> Source data
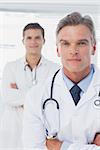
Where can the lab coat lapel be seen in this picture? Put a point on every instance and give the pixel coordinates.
(92, 90)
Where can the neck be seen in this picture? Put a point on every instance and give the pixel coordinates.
(33, 61)
(77, 76)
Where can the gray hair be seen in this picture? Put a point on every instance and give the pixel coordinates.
(76, 18)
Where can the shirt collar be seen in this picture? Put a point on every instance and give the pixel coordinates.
(83, 84)
(42, 61)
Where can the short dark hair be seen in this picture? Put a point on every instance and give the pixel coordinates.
(76, 18)
(33, 26)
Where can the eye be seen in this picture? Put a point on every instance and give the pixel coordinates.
(64, 43)
(82, 43)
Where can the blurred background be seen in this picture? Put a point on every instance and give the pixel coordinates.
(14, 15)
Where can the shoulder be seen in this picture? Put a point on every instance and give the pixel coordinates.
(49, 62)
(13, 64)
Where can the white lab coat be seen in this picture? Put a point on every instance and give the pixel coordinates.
(11, 121)
(78, 124)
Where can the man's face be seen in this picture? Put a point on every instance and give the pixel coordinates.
(75, 47)
(33, 41)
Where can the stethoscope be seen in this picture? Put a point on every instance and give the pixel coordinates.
(34, 78)
(51, 132)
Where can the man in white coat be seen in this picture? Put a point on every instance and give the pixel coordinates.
(18, 77)
(65, 115)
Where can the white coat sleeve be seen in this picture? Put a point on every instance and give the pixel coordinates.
(79, 146)
(10, 96)
(33, 129)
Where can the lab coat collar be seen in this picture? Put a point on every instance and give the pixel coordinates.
(95, 81)
(25, 63)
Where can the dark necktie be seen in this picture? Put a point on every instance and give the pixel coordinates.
(75, 92)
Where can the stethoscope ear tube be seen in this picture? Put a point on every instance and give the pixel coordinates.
(51, 93)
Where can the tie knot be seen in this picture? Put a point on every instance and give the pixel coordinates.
(75, 92)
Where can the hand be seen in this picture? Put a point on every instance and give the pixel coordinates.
(13, 86)
(96, 140)
(53, 144)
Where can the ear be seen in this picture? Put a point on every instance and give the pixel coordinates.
(94, 49)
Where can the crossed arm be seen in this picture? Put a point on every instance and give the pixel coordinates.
(54, 144)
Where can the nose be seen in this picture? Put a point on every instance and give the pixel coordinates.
(73, 49)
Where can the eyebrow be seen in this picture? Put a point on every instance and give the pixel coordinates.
(81, 40)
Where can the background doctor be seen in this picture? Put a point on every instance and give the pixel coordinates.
(18, 77)
(76, 89)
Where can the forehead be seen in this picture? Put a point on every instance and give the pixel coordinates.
(32, 32)
(74, 32)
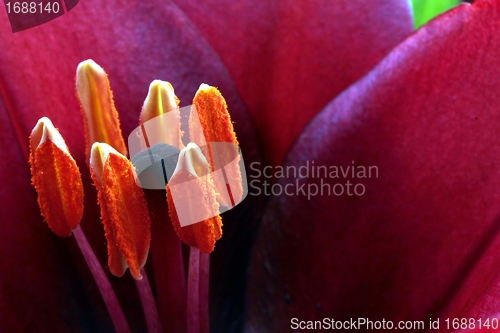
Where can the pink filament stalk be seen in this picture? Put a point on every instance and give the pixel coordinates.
(105, 288)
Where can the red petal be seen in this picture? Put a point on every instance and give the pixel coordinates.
(423, 241)
(42, 288)
(289, 59)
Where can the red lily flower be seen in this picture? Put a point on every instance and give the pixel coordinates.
(287, 60)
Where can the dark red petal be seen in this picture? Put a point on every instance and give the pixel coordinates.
(290, 58)
(423, 241)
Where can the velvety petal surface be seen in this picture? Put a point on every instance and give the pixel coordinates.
(135, 42)
(423, 240)
(290, 58)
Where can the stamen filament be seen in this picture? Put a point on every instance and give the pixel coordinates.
(168, 263)
(193, 299)
(107, 292)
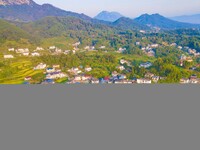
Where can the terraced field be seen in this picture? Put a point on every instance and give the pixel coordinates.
(22, 69)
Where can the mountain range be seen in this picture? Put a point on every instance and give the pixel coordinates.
(156, 20)
(108, 16)
(195, 19)
(29, 11)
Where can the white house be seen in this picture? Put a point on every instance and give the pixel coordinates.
(121, 68)
(40, 66)
(35, 54)
(25, 54)
(50, 70)
(56, 66)
(11, 49)
(8, 56)
(115, 73)
(121, 50)
(143, 81)
(146, 65)
(39, 49)
(137, 43)
(154, 45)
(94, 81)
(142, 31)
(75, 71)
(66, 52)
(155, 79)
(52, 47)
(184, 81)
(56, 75)
(102, 47)
(26, 50)
(88, 69)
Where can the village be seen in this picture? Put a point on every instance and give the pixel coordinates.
(78, 75)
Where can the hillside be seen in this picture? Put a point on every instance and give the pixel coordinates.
(9, 32)
(159, 21)
(128, 24)
(29, 11)
(108, 16)
(58, 26)
(195, 19)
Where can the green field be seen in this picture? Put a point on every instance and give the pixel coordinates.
(18, 71)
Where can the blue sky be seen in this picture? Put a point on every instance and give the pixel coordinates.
(129, 8)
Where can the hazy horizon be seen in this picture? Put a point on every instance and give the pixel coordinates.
(128, 8)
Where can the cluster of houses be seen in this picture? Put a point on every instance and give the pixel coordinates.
(23, 52)
(146, 65)
(121, 50)
(192, 80)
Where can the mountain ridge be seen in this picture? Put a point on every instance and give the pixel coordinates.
(156, 20)
(108, 16)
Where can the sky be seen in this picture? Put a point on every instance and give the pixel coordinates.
(129, 8)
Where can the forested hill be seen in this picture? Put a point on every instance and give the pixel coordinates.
(9, 31)
(156, 20)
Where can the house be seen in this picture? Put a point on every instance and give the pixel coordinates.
(121, 76)
(155, 79)
(122, 61)
(48, 81)
(40, 66)
(121, 50)
(149, 75)
(189, 59)
(11, 49)
(192, 51)
(26, 50)
(173, 44)
(27, 78)
(52, 47)
(75, 70)
(76, 44)
(56, 66)
(184, 81)
(94, 81)
(50, 70)
(154, 45)
(8, 56)
(146, 65)
(56, 75)
(102, 47)
(114, 73)
(137, 43)
(88, 69)
(123, 81)
(180, 47)
(66, 52)
(86, 77)
(39, 49)
(57, 50)
(35, 54)
(121, 68)
(25, 54)
(142, 31)
(143, 81)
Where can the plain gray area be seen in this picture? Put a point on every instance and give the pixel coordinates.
(100, 117)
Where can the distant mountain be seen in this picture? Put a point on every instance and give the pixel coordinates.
(129, 24)
(195, 19)
(58, 26)
(16, 2)
(108, 16)
(28, 10)
(159, 21)
(9, 31)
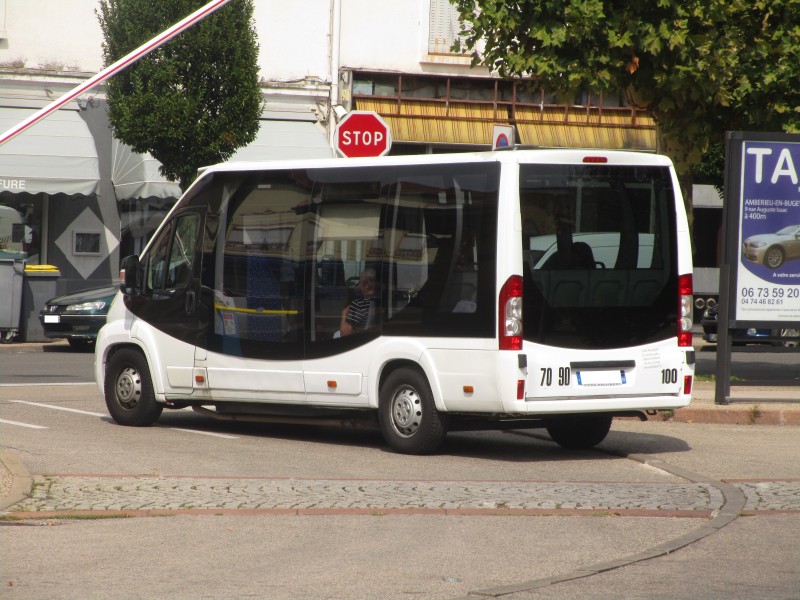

> Instructions to follow
All of the entries must be reproduced exactly, with no pictures kept.

> Written answer
Where can the lab coat lapel be seen in this picture? Put a point on every instance and give the pixel coordinates.
(92, 90)
Where can the neck be seen in this picture? Put a point on every instance and give the pixel coordinates.
(33, 61)
(77, 76)
Where can the gray hair be seen in this picture? Put a point on every instance and give the pixel coordinates.
(76, 18)
Where can the shirt collar be seen in this picture? Put a point on every instance and give the pixel coordinates.
(83, 84)
(42, 61)
Where can the short dark hair be seen in this picture? Put a point on every instance and give the pixel coordinates.
(76, 18)
(33, 26)
Where can the eye be seen in this picture? Put a point on every instance and give the pixel coordinates.
(64, 43)
(82, 43)
Where can the blurred background be seen in this picture? Put a point on every instance and give the pixel coordinates.
(14, 15)
Where can the shoulder be seen in this picture? Put a point on every instance and give the pixel coordinates.
(49, 62)
(13, 64)
Where can the white lab coat be seen in this picture? Put a point on every instance and give the pixel coordinates.
(11, 121)
(78, 124)
Where can the man's face be seen in this picture? Put a point on every instance and give the pixel coordinates.
(75, 47)
(33, 41)
Where can the stethoscope be seen in this picture? Put a point on every instance and give the pixel coordinates.
(34, 78)
(51, 132)
Where can the man in white coat be seen in this picture? Put a point on every instance and give the pixel coordinates.
(18, 77)
(65, 115)
Where can the white coat sleeve be seen in this picture? Put a point on every instance and give the pixel coordinates.
(79, 146)
(10, 96)
(33, 129)
Where can the lab coat collar be seen in this picture? Put a point on every instance and give the pixel coordinates.
(95, 81)
(25, 63)
Where can the dark necktie be seen in this picture? Put a point on every instance and give the pixel coordinates.
(75, 92)
Where can the stethoscope ear tube be seen in this picture? Put a point on every instance and give the pixel coordinates.
(51, 93)
Where can the tie knot be seen in this picture? Put a point on every instance and give the pixel coordinates.
(75, 92)
Where can the hand be seen in this picture? Put a point on every instance and give the pixel coordinates.
(13, 86)
(96, 140)
(53, 144)
Where can the ear be seen in this picture? Put a point on every instance and give the pixel coordinates.
(94, 49)
Where can the crossed arm be seen in this picture? Put a point on every instance and give the pixel coordinates.
(54, 144)
Where can the nose be seen in this picture? Put a point on every instance and give the pixel coordinates.
(73, 49)
Where can the eyebrow be seen in this picture? Put a point on every instance and give the pixel coordinates.
(81, 40)
Where can the background doctor be seen in this picture? Put a point on every instance and give the pixel coordinates.
(18, 77)
(76, 89)
Where can the forehead be seen in this picture? Put a point on every instance and give the pixel coordinates.
(32, 32)
(74, 32)
Where can the pink filament stalk be seen in this picture? Put a point on every instance and give the pixel coordinates.
(105, 288)
Where can the red petal be seen in this picture? Put a point on every instance and give the pixel coordinates.
(423, 241)
(42, 288)
(289, 59)
Where can the red lily flower be seen in this picture? Put a point on every instance and give the pixel coordinates.
(287, 60)
Where can the dark red petal be seen in this picture? Put a point on every instance and give the pixel coordinates.
(290, 58)
(423, 241)
Where can the velvety petal surface be seen in this picture? Put a point on every instance and give the pixel coordinates.
(135, 42)
(423, 240)
(290, 58)
Where can the stamen filament be seen in this picture? Put a point on every instance and give the pixel coordinates.
(168, 263)
(193, 299)
(107, 292)
Where can the terraced field be seen in this picture? Put a point on every instance and give the pixel coordinates.
(22, 69)
Where can the mountain range be seen in this picture? Put a point on every instance and give the pixel coordinates.
(156, 20)
(108, 16)
(195, 19)
(29, 11)
Where can the white house be seen in this picture? Put a point on every instance and give the pixel coordinates.
(121, 68)
(40, 66)
(35, 54)
(25, 54)
(50, 70)
(56, 66)
(11, 49)
(8, 56)
(115, 73)
(121, 50)
(143, 81)
(146, 65)
(39, 49)
(137, 43)
(154, 45)
(94, 81)
(142, 31)
(75, 71)
(66, 52)
(155, 79)
(52, 47)
(184, 81)
(56, 75)
(102, 47)
(26, 50)
(88, 69)
Where can the village be seen in this picture? Put a point on every instance and give the pixel coordinates.
(78, 75)
Where can the hillside be seen in this picture? Put a point on every instance and give the pixel coordinates.
(9, 32)
(159, 21)
(128, 24)
(29, 11)
(108, 16)
(58, 26)
(195, 19)
Where can the green field be seen in this picture? Put a point on every instance and give the pixel coordinates.
(18, 71)
Where can the blue sky be seen in this picture? Put a point on every instance and give the pixel coordinates.
(129, 8)
Where can the hazy horizon be seen in this picture? Put a point on every instance and give the pixel coordinates.
(128, 8)
Where can the cluster of houses be seen in this picture? Put a point on every instance and give the pixel coordinates.
(23, 52)
(146, 65)
(121, 50)
(192, 80)
Where can the mountain ridge be seen in this picture? Put a point on every instance and give the pixel coordinates.
(156, 20)
(108, 16)
Where can the sky be seen in this picture? Put a point on every instance and give the pixel coordinates.
(129, 8)
Where can the forested hill be seen in this picture? Put a point on every instance and give the pixel coordinates.
(9, 31)
(156, 20)
Where can the house be seen in this picture? Put a point on every instance and give the pixel coordinates.
(121, 76)
(155, 79)
(122, 61)
(48, 81)
(40, 66)
(121, 50)
(149, 75)
(189, 59)
(11, 49)
(192, 51)
(26, 50)
(173, 44)
(27, 78)
(52, 47)
(75, 70)
(76, 44)
(56, 66)
(184, 81)
(94, 81)
(50, 70)
(154, 45)
(8, 56)
(146, 65)
(56, 75)
(102, 47)
(114, 73)
(137, 43)
(88, 69)
(123, 81)
(180, 47)
(66, 52)
(86, 77)
(39, 49)
(57, 50)
(35, 54)
(121, 68)
(25, 54)
(142, 31)
(143, 81)
Where can the plain gray area be seen in this picture? Put a point on every instance and give the pixel coordinates.
(100, 117)
Where can the distant mountain be seen in this picture? Put a point on every instance and give the pixel coordinates.
(129, 24)
(195, 19)
(58, 26)
(16, 2)
(108, 16)
(28, 10)
(159, 21)
(9, 31)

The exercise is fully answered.